Exercise data -
*****

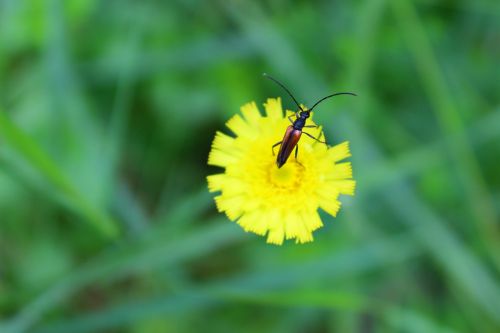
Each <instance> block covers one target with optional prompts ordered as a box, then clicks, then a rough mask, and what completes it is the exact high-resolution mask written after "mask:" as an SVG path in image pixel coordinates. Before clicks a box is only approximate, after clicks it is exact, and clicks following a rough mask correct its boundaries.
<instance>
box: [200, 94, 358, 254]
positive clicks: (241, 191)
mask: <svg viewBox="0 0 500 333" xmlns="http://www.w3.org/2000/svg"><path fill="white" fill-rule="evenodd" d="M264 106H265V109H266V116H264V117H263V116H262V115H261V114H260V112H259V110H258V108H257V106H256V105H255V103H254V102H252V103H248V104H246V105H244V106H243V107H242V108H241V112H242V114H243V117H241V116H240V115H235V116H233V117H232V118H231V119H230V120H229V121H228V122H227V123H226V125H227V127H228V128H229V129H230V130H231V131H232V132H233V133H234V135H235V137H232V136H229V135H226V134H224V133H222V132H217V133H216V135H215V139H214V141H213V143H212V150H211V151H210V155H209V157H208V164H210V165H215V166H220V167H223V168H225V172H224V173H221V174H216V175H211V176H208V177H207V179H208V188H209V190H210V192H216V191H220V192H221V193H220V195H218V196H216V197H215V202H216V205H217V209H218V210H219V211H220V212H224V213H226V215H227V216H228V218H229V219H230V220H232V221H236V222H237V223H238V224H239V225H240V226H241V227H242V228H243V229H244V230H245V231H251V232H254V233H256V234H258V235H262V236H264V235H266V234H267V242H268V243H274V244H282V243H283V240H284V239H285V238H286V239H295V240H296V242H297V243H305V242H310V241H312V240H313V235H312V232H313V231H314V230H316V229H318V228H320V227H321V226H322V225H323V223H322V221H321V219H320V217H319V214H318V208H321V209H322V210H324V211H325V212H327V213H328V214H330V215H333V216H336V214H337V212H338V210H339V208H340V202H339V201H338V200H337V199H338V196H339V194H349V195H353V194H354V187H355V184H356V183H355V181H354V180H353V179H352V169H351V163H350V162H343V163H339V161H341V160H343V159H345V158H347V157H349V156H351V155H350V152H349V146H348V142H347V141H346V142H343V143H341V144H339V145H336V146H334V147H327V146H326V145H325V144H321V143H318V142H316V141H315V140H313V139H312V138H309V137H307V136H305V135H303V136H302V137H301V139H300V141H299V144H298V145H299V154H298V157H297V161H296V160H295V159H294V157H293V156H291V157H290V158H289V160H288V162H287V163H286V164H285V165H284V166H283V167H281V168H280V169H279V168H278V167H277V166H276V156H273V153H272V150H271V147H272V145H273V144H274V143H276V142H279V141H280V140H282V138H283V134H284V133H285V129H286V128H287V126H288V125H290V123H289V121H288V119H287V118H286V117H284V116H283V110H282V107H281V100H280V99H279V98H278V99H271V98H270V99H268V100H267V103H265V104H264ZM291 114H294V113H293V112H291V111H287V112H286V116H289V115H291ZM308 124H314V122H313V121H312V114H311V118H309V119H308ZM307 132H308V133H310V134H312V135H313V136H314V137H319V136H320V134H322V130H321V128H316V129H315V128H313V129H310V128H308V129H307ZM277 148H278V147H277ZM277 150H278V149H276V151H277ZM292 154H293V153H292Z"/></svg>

*****

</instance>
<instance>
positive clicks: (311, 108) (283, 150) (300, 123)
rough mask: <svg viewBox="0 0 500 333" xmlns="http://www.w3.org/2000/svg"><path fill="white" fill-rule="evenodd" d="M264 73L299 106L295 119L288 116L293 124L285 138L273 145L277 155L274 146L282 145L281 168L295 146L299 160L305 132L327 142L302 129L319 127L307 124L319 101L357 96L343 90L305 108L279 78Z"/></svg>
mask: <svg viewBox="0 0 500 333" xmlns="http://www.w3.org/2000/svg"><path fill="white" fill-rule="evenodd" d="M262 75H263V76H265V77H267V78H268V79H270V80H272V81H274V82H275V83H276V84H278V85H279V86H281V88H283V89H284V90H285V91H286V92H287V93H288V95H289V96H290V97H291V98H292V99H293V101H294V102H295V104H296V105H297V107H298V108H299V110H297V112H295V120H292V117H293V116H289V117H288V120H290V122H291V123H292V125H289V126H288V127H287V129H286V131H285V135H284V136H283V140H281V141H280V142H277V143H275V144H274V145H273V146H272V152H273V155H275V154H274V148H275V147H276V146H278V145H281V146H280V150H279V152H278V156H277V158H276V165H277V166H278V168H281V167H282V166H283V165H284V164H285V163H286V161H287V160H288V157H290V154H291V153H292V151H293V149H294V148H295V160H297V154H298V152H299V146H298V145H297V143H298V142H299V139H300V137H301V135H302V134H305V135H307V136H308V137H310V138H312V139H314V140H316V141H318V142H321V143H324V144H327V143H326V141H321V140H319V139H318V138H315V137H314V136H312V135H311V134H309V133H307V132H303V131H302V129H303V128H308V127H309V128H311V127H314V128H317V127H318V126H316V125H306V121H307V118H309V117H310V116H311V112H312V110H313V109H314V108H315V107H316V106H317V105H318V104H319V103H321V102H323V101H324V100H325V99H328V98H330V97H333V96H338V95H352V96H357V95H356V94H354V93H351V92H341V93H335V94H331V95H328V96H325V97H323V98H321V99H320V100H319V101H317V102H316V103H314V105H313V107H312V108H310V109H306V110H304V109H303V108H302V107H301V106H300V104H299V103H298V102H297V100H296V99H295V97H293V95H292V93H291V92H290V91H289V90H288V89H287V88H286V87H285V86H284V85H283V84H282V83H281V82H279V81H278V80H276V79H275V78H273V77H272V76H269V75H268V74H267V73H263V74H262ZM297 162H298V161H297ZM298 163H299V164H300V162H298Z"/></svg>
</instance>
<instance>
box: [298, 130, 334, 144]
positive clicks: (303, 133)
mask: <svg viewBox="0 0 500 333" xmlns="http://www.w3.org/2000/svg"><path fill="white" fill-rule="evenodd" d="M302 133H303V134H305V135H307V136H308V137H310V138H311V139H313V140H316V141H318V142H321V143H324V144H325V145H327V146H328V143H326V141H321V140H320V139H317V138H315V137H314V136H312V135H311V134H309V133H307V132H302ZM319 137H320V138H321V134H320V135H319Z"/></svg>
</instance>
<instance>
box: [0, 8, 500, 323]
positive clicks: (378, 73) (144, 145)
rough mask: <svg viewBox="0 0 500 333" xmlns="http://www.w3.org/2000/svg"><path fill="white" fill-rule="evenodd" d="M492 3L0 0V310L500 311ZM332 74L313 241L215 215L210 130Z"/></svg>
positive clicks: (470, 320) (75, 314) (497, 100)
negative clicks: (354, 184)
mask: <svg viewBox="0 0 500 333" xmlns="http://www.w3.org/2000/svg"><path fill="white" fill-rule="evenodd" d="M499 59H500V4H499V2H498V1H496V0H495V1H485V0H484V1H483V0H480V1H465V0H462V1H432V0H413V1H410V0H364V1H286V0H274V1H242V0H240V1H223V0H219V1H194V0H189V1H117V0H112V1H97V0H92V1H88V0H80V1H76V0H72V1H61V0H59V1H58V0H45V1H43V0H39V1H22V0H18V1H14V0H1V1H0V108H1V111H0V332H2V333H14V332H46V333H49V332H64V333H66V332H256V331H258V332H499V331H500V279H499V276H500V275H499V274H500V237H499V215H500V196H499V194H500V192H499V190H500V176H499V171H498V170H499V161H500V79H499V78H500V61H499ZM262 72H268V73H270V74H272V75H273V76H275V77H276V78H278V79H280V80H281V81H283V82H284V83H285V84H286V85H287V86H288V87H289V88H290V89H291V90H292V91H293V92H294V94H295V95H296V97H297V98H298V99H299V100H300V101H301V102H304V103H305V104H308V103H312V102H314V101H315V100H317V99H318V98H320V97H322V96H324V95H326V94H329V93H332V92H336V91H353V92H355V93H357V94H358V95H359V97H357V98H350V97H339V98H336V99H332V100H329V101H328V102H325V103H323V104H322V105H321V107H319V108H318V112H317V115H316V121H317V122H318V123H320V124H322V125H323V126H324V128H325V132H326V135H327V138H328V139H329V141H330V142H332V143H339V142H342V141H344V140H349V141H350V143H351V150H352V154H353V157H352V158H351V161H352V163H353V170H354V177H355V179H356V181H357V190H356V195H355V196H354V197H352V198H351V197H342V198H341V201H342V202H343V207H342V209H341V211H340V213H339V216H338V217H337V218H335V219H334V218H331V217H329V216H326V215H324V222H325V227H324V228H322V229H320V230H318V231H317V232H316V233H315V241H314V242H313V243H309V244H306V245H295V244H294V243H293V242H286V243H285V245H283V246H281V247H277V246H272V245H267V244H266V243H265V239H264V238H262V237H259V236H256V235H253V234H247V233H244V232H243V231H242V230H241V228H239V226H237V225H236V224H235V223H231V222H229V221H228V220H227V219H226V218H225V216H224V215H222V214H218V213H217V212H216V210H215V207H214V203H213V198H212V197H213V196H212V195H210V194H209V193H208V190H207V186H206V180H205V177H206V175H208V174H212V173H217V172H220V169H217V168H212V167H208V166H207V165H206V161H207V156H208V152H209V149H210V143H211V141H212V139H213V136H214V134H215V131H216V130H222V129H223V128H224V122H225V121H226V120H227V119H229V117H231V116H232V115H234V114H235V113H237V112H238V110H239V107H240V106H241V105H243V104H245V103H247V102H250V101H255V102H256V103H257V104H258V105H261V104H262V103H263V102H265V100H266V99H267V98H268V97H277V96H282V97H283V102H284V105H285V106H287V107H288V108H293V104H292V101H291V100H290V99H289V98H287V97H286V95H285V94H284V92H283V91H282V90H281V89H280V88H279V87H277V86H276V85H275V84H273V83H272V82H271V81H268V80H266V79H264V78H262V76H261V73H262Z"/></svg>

*****

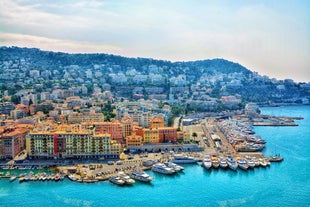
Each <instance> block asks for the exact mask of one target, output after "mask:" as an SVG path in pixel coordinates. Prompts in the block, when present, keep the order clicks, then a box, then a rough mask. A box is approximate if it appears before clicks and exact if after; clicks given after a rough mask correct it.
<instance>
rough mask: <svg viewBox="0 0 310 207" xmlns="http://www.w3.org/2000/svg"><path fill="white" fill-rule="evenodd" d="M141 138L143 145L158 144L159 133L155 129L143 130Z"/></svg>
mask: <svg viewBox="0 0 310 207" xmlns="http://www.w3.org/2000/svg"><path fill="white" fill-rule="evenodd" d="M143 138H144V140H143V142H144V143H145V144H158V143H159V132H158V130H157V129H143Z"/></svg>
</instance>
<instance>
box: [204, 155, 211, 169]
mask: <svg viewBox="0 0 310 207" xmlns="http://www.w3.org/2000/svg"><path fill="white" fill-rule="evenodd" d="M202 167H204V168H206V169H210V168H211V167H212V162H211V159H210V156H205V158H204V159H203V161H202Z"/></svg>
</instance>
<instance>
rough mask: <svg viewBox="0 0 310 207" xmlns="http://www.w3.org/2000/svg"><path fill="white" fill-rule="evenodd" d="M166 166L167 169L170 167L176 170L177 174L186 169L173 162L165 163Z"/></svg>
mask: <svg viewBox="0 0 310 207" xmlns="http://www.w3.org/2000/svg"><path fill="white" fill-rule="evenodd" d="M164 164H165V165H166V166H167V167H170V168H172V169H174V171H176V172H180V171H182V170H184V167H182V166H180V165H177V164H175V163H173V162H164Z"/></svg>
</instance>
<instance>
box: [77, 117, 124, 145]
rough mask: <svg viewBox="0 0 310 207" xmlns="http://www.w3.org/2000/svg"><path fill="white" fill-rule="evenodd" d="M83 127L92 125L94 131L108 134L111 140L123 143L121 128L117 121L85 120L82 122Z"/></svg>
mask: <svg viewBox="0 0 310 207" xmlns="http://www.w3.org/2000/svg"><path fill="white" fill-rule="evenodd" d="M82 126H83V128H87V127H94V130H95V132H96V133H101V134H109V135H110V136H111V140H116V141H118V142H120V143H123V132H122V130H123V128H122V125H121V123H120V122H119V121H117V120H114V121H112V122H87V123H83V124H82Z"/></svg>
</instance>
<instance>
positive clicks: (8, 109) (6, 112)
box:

*****

What the task asks - Count the lines above that contain the string "clicks", matching case exactly. State only the number.

Reply to the task - 9